— begin DATASET ROWS —
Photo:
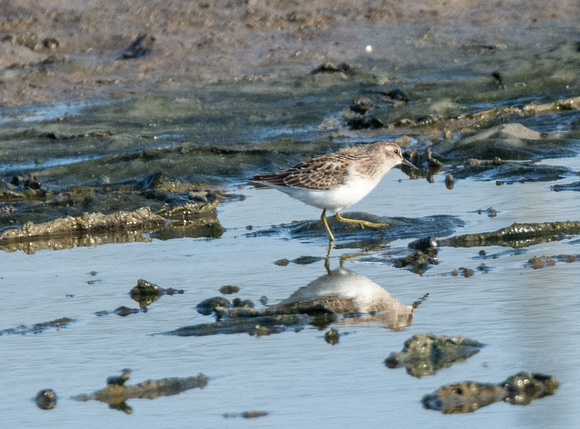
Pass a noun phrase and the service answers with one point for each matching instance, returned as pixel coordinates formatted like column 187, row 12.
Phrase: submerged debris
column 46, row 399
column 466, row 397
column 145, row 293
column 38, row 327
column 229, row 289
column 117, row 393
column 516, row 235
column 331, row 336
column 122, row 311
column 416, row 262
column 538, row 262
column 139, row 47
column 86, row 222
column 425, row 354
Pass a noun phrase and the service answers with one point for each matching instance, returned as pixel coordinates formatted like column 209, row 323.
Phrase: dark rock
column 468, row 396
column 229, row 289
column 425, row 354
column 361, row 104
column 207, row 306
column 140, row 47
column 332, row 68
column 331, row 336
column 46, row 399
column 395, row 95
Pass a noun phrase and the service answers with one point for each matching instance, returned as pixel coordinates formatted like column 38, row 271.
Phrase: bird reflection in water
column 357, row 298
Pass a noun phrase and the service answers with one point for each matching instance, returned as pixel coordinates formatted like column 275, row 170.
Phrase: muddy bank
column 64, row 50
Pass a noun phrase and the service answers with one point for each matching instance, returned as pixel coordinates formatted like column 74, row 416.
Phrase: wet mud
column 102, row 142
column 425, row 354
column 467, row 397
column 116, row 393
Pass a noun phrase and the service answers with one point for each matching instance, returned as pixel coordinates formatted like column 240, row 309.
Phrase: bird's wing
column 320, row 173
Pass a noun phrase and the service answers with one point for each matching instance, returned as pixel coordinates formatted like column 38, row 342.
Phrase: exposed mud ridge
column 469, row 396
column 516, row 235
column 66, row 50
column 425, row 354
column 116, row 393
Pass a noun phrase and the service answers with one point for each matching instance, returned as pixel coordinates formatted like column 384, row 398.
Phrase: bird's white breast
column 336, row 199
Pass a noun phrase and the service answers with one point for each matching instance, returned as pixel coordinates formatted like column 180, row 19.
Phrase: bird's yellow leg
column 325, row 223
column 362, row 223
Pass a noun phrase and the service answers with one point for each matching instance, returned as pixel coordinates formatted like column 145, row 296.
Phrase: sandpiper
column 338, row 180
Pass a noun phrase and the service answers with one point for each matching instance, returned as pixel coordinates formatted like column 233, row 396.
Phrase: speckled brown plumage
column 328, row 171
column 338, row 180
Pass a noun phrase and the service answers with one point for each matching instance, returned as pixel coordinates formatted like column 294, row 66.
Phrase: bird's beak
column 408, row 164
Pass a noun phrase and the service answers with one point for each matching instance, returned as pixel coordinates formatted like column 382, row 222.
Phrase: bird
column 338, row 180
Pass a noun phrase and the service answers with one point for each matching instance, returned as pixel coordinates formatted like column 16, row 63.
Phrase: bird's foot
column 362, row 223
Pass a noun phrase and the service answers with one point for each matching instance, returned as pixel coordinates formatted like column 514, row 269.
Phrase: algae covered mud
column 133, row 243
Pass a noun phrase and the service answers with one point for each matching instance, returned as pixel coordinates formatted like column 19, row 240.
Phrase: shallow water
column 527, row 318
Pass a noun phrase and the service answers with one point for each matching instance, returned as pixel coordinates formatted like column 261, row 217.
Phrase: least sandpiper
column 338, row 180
— end DATASET ROWS —
→ EXERCISE AIM
Convert all the records above into a JSON list of strings, one string per line, skipping blank lines. Leave the pictures out.

→ EXERCISE SOLUTION
[
  "Photo:",
  "Pass a noun phrase and the service answers with one point for each matching instance, returned as pixel coordinates formatted like column 187, row 12.",
  "Phrase: submerged debris",
  "column 46, row 399",
  "column 466, row 397",
  "column 145, row 293",
  "column 38, row 327",
  "column 229, row 289",
  "column 117, row 393",
  "column 516, row 235",
  "column 331, row 336",
  "column 122, row 311",
  "column 416, row 262",
  "column 538, row 262",
  "column 139, row 47",
  "column 86, row 222",
  "column 425, row 354",
  "Pass a noun phrase and the service answers with one point for each matching instance, returned as pixel coordinates formatted like column 209, row 323.",
  "Phrase: dark rock",
  "column 468, row 396",
  "column 229, row 289",
  "column 425, row 354",
  "column 361, row 104",
  "column 207, row 306",
  "column 140, row 47",
  "column 332, row 68",
  "column 331, row 336",
  "column 46, row 399",
  "column 395, row 95",
  "Pass a noun phrase and the service answers with one point for each matching instance, returned as pixel coordinates formatted like column 38, row 271.",
  "Phrase: bird reflection in water",
  "column 357, row 298",
  "Pass a noun phrase and the service answers with one point for each matching instance, returned as pixel coordinates formatted like column 275, row 170.",
  "Phrase: muddy bank",
  "column 64, row 50",
  "Pass a noun phrase and the service answers with one point for each matching instance, returned as pixel coordinates formatted like column 74, row 416.",
  "Phrase: wet mud",
  "column 102, row 142",
  "column 425, row 354",
  "column 467, row 397",
  "column 116, row 393",
  "Pass a noun phrase and the service answers with one point for each matching instance, returned as pixel coordinates formatted like column 240, row 309.",
  "Phrase: bird's wing",
  "column 320, row 173",
  "Pass a noun phrase and the service answers with one point for each matching instance, returned as pixel coordinates formatted like column 38, row 342.",
  "Phrase: exposed mud ridge",
  "column 469, row 396",
  "column 516, row 235",
  "column 66, row 50",
  "column 425, row 354",
  "column 116, row 393",
  "Pass a noun phrase and the service answers with one point for each matching instance, returned as pixel coordinates formatted like column 384, row 398.",
  "Phrase: bird's white breast",
  "column 336, row 199",
  "Pass a noun phrase and the service answers with one point for each matching instance, returned as pixel coordinates formatted like column 180, row 19.",
  "Phrase: bird's yellow leg",
  "column 325, row 223",
  "column 362, row 223",
  "Pass a noun phrase and the service answers with one point for each matching instance, returned as pixel coordinates formatted like column 145, row 296.",
  "Phrase: sandpiper",
  "column 338, row 180",
  "Pass a noun phrase and the service answers with one point for each matching instance, returned as pixel coordinates formatted like column 233, row 396.",
  "Phrase: speckled brown plumage",
  "column 328, row 171",
  "column 338, row 180",
  "Pass a noun phrase and the service answers with one point for each matching instance, returned as pixel coordinates formatted like column 294, row 66.",
  "Phrase: bird's beak",
  "column 408, row 164",
  "Pass a noun phrase and the service answers with one point for each matching instance, returned as pixel coordinates formatted like column 382, row 222.",
  "Phrase: bird",
  "column 338, row 180",
  "Pass a noun phrase and the service answers with one point for each matching instance, returned as pixel coordinates formatted like column 16, row 63.",
  "Phrase: bird's foot",
  "column 362, row 223",
  "Pass a noun phrase and the service answers with one point for each matching instance, returned as pixel coordinates formatted like column 514, row 269.",
  "Phrase: algae covered mud",
  "column 133, row 243",
  "Pass a noun phrase and the service answers with one point for each matching instance, returned as pixel coordinates formatted like column 19, row 240.",
  "Phrase: shallow water",
  "column 527, row 318",
  "Pass a noun phrase and the service answers with one point for each matching instance, returned as pixel coordinates formatted like column 261, row 217.",
  "Phrase: least sandpiper",
  "column 338, row 180"
]